**EXERCISE PROMPT:**
Copy out every line in the items below that contains the word "attached".

**DATA SUPPLIED:**

start

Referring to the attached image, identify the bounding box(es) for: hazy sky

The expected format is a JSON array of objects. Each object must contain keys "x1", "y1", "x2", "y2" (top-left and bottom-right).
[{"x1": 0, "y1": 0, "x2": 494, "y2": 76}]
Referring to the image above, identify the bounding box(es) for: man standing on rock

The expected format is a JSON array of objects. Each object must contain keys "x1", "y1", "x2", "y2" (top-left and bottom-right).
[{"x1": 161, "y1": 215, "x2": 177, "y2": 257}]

end
start

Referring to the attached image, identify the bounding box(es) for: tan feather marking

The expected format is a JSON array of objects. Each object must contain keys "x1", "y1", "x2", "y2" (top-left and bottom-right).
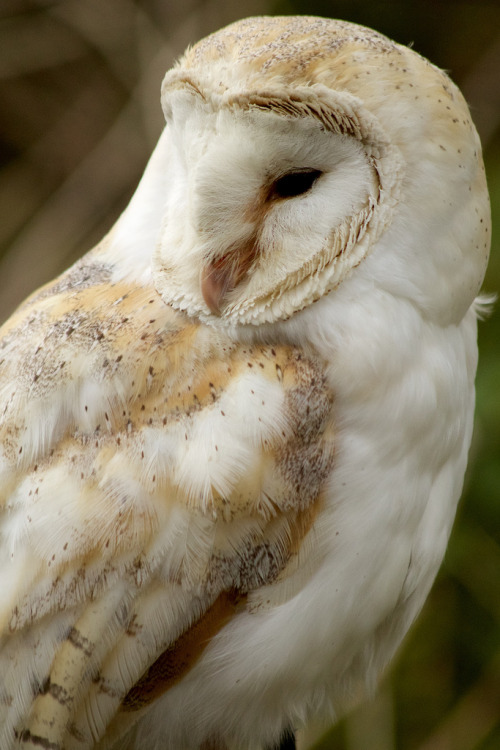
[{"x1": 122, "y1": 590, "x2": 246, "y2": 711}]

end
start

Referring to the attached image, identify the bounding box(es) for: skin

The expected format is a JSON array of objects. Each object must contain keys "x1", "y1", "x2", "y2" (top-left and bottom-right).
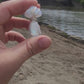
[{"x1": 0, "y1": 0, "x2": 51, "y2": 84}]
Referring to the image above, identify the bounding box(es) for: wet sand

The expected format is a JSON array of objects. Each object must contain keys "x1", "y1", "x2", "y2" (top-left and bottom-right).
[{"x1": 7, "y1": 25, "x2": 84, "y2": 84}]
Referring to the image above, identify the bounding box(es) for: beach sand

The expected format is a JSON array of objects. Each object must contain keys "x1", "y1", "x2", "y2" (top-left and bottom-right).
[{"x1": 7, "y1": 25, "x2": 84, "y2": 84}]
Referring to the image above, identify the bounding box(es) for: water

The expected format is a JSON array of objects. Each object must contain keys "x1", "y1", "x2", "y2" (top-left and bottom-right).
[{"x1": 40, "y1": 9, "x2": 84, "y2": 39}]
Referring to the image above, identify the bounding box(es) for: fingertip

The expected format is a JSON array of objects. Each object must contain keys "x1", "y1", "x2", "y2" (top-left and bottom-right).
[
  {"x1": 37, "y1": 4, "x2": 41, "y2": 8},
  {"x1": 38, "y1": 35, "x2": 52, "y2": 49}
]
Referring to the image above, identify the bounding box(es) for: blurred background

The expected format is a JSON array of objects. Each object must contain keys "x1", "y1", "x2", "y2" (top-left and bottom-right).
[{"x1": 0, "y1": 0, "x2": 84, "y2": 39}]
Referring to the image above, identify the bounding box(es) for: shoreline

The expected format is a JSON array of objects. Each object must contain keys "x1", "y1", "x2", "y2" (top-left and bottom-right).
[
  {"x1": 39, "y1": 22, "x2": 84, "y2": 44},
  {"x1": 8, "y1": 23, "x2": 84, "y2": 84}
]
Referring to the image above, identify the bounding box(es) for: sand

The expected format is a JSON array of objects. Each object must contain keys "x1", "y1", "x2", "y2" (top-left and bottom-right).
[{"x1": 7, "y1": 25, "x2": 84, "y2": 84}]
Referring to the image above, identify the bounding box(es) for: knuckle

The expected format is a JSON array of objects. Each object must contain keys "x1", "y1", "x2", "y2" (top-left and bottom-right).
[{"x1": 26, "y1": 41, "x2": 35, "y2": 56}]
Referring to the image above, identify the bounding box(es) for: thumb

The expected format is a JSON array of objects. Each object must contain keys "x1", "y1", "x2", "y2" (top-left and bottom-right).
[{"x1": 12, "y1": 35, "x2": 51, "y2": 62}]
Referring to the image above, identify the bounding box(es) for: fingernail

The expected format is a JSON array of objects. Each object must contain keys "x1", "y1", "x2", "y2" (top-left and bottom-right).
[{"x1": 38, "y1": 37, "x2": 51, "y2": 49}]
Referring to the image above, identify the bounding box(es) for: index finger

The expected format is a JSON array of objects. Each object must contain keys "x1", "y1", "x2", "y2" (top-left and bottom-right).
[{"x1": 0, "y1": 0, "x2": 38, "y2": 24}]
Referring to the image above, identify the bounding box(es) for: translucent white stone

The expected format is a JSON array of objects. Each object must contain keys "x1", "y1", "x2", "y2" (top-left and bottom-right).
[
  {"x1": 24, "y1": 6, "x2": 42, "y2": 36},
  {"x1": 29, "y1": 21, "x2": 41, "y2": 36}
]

end

**OUTPUT OF THE TASK:**
Referring to the attached image, identify the bounding box(es) for: hazy sky
Referring to the attached image, identify the bounding box(es) for: tan feather marking
Referring to the attached image, identify the bounding box(es) for: skin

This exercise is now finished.